What do the lines say from the one containing "Detect the row" to the end of the records? Restate them word for word, and only those.

=== Provided material ===

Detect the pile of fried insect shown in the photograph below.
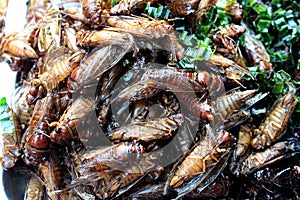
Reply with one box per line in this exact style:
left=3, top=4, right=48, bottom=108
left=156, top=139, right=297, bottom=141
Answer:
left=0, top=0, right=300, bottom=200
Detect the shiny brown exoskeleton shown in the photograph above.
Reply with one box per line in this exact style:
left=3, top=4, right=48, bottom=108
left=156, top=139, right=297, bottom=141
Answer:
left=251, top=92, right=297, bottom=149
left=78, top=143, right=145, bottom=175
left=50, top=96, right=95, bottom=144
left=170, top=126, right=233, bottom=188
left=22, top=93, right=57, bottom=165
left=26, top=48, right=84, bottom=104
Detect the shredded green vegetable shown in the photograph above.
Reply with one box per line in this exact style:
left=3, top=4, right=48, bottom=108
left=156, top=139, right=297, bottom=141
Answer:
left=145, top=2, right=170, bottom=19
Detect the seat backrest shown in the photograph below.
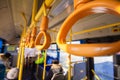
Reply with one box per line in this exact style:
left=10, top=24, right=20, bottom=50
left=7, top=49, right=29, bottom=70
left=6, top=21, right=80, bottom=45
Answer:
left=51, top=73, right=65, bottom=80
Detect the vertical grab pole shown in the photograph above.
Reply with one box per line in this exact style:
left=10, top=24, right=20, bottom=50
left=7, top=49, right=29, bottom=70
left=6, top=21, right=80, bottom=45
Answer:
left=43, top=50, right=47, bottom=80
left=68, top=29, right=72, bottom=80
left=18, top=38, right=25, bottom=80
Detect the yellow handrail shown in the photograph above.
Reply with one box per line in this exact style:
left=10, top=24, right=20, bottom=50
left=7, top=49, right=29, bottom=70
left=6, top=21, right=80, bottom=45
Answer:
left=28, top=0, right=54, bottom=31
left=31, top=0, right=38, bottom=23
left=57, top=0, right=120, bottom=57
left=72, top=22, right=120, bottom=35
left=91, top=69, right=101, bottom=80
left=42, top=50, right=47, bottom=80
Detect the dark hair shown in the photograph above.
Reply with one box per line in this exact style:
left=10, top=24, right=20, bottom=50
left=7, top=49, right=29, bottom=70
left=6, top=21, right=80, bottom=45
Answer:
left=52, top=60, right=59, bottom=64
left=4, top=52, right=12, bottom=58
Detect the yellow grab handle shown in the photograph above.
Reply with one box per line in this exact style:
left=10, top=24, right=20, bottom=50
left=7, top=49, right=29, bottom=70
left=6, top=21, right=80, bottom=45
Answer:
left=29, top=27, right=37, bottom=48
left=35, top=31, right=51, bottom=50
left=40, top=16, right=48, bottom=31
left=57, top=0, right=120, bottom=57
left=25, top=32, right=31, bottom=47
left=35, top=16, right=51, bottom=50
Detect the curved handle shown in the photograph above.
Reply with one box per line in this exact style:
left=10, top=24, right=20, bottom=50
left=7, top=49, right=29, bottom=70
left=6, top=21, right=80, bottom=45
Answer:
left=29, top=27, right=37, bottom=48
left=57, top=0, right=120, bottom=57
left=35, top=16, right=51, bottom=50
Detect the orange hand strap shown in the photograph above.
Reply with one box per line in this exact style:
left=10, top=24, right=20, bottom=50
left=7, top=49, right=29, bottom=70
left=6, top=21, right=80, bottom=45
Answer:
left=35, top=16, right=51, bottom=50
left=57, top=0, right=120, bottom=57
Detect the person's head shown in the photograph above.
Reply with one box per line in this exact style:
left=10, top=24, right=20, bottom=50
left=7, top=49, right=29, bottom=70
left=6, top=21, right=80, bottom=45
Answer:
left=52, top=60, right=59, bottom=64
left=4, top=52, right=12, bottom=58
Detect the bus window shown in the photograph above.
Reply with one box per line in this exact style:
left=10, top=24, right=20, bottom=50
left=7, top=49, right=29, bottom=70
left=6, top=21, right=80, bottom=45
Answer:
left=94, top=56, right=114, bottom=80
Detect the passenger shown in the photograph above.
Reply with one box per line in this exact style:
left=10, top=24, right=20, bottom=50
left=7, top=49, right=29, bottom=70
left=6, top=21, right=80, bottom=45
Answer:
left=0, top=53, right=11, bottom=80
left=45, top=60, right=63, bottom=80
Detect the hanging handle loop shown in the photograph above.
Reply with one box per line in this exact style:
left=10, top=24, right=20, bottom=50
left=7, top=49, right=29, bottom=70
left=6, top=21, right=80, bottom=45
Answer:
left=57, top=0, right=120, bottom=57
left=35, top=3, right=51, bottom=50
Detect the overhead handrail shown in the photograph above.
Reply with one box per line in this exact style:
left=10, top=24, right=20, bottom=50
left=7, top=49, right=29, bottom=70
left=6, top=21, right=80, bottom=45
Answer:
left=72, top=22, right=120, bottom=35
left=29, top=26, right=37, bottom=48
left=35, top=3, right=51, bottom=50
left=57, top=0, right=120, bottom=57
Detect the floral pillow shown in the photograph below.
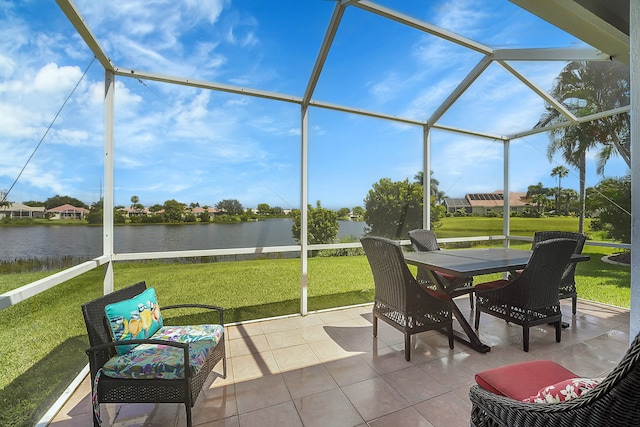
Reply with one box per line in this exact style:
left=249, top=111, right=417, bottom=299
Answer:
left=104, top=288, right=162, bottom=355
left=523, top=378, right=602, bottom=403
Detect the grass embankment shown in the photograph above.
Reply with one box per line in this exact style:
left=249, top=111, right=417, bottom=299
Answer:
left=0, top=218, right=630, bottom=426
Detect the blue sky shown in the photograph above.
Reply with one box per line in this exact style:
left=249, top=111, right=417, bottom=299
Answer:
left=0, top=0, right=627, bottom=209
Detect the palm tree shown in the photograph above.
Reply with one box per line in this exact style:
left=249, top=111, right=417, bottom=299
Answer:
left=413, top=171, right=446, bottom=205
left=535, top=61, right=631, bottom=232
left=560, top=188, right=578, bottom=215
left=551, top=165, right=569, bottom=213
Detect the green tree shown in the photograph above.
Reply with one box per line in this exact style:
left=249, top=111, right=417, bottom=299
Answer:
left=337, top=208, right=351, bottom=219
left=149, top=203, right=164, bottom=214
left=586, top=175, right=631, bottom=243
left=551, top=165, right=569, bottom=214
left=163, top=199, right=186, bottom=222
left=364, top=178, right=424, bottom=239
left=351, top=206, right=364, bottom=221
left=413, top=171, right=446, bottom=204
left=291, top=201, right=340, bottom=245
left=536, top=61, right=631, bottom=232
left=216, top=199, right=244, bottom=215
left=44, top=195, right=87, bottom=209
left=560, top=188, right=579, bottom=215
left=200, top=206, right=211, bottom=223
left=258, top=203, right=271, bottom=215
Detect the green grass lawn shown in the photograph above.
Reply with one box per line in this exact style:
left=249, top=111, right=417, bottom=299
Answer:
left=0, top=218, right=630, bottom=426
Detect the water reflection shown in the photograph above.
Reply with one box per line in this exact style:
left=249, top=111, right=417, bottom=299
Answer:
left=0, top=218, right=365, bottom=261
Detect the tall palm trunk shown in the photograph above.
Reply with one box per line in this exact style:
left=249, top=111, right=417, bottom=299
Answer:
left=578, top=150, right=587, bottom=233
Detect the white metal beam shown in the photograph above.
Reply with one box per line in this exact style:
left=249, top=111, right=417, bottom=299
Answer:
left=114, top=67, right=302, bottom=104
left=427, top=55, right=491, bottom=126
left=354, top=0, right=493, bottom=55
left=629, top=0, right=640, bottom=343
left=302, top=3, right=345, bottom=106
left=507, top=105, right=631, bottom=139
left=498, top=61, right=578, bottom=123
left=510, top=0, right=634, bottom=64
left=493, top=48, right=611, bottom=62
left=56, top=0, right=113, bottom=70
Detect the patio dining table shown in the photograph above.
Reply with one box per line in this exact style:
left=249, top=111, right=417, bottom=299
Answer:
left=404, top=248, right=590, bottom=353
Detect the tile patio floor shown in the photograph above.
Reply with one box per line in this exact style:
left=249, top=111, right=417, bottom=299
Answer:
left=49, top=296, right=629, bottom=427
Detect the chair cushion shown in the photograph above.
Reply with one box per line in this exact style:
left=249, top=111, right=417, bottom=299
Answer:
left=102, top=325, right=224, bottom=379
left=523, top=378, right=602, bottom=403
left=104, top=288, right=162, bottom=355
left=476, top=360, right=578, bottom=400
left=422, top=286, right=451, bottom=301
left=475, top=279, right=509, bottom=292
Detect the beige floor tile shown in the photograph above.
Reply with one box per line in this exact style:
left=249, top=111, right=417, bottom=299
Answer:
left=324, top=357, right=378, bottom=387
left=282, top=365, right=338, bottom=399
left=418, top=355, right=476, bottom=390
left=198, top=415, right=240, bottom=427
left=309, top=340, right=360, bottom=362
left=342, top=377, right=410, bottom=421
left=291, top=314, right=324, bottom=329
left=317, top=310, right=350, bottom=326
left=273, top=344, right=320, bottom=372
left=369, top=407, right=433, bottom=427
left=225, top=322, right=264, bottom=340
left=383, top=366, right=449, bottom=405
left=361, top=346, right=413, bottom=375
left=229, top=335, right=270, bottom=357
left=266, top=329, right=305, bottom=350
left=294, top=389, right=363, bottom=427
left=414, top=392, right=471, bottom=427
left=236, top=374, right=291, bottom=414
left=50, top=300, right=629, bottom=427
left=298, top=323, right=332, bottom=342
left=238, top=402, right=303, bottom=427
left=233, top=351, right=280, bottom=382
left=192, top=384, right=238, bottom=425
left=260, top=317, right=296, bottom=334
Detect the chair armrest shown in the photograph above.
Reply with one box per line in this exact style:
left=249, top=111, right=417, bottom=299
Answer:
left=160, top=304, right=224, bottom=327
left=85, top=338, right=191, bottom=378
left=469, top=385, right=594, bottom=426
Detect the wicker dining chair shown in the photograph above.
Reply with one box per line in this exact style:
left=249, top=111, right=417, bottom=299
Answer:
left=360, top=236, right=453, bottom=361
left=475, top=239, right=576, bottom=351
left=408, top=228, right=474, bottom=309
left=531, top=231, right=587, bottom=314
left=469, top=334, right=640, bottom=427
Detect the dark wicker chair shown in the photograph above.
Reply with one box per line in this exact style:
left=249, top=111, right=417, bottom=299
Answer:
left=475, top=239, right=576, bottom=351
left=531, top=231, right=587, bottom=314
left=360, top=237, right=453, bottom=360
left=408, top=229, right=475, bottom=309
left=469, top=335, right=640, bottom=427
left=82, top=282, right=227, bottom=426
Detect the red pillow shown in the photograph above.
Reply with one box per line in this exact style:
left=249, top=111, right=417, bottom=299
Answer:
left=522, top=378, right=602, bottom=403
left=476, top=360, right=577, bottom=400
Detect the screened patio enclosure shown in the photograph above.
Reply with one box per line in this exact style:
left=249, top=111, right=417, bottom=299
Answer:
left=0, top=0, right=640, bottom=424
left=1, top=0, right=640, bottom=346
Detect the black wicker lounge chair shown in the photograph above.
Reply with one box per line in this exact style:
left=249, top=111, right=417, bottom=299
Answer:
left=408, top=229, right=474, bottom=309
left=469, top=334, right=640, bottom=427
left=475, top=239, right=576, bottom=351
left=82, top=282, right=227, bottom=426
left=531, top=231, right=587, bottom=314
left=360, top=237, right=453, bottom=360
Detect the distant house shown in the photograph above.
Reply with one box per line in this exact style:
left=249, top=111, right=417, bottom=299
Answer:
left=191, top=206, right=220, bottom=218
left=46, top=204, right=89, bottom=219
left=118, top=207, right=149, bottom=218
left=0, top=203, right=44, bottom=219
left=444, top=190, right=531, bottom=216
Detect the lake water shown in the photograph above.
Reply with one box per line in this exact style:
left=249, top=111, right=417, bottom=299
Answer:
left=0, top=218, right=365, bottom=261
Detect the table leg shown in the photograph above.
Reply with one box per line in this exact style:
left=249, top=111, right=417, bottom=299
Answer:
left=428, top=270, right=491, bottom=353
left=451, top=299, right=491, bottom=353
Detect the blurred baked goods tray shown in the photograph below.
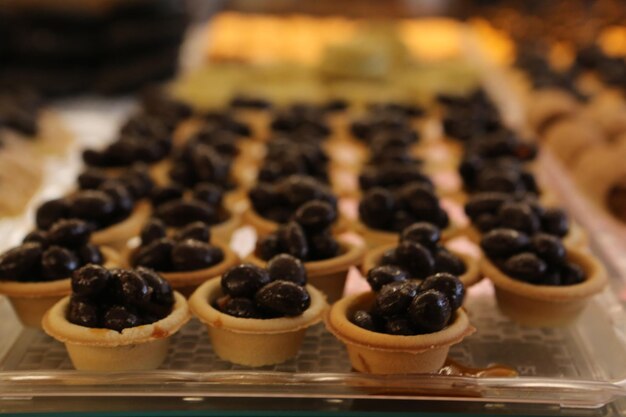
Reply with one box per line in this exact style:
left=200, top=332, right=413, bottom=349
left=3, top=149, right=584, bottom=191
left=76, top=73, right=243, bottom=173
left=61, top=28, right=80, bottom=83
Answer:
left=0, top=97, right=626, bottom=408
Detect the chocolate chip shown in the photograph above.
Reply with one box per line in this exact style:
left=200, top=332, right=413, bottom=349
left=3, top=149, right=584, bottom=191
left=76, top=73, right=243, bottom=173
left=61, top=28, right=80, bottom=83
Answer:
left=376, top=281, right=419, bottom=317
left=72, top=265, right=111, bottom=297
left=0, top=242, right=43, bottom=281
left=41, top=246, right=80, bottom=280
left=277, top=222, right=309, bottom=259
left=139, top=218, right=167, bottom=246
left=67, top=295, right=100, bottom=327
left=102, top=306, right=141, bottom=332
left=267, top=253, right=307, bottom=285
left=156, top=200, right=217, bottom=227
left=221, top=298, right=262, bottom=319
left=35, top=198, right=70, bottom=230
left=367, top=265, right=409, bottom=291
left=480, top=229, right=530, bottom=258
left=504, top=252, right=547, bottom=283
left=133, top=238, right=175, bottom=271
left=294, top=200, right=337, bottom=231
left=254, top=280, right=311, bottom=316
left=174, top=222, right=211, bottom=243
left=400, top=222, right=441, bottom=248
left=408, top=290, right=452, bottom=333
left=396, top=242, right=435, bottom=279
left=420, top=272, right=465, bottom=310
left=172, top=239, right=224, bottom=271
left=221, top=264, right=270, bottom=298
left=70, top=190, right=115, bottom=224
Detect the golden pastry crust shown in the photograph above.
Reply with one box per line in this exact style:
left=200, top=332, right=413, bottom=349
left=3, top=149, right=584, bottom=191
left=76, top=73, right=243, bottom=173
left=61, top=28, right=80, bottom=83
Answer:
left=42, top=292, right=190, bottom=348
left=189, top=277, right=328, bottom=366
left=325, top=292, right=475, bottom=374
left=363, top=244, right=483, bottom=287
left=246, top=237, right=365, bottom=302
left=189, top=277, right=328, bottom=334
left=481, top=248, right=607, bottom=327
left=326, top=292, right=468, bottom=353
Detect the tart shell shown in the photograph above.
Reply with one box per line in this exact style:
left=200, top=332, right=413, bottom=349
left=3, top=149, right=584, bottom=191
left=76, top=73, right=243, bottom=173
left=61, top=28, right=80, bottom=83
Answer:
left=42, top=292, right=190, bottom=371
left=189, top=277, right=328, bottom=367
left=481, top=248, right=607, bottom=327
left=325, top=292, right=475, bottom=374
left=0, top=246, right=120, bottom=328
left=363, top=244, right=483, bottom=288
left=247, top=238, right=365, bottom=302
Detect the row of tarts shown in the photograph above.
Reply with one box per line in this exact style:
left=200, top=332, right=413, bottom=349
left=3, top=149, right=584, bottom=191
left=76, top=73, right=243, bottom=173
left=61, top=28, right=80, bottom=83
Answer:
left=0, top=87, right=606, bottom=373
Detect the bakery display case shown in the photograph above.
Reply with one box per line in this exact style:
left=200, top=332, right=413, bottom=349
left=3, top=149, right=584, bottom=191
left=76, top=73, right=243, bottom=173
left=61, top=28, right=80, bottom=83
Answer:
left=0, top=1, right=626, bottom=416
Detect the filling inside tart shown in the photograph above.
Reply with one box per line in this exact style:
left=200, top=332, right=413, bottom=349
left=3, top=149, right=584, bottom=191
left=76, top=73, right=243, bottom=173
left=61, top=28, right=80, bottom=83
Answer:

===

The response:
Detect the row of tarts shown in the photograph above.
Reply with one box per line in this exact style:
left=200, top=332, right=413, bottom=349
left=3, top=149, right=584, bottom=191
left=76, top=73, right=243, bottom=173
left=61, top=28, right=80, bottom=83
Answer:
left=0, top=87, right=606, bottom=373
Detect the bakery display case shown in the photograph above.
Reply with one box per line in this exact style:
left=200, top=332, right=413, bottom=349
left=3, top=149, right=584, bottom=191
left=76, top=73, right=243, bottom=173
left=61, top=28, right=80, bottom=83
Answer:
left=0, top=1, right=626, bottom=416
Detect the filling inside tart shown in the photograph above.
Reply with one box per line in this exact style:
left=200, top=332, right=413, bottom=349
left=3, top=149, right=584, bottom=191
left=76, top=73, right=243, bottom=173
left=61, top=28, right=80, bottom=83
Answer:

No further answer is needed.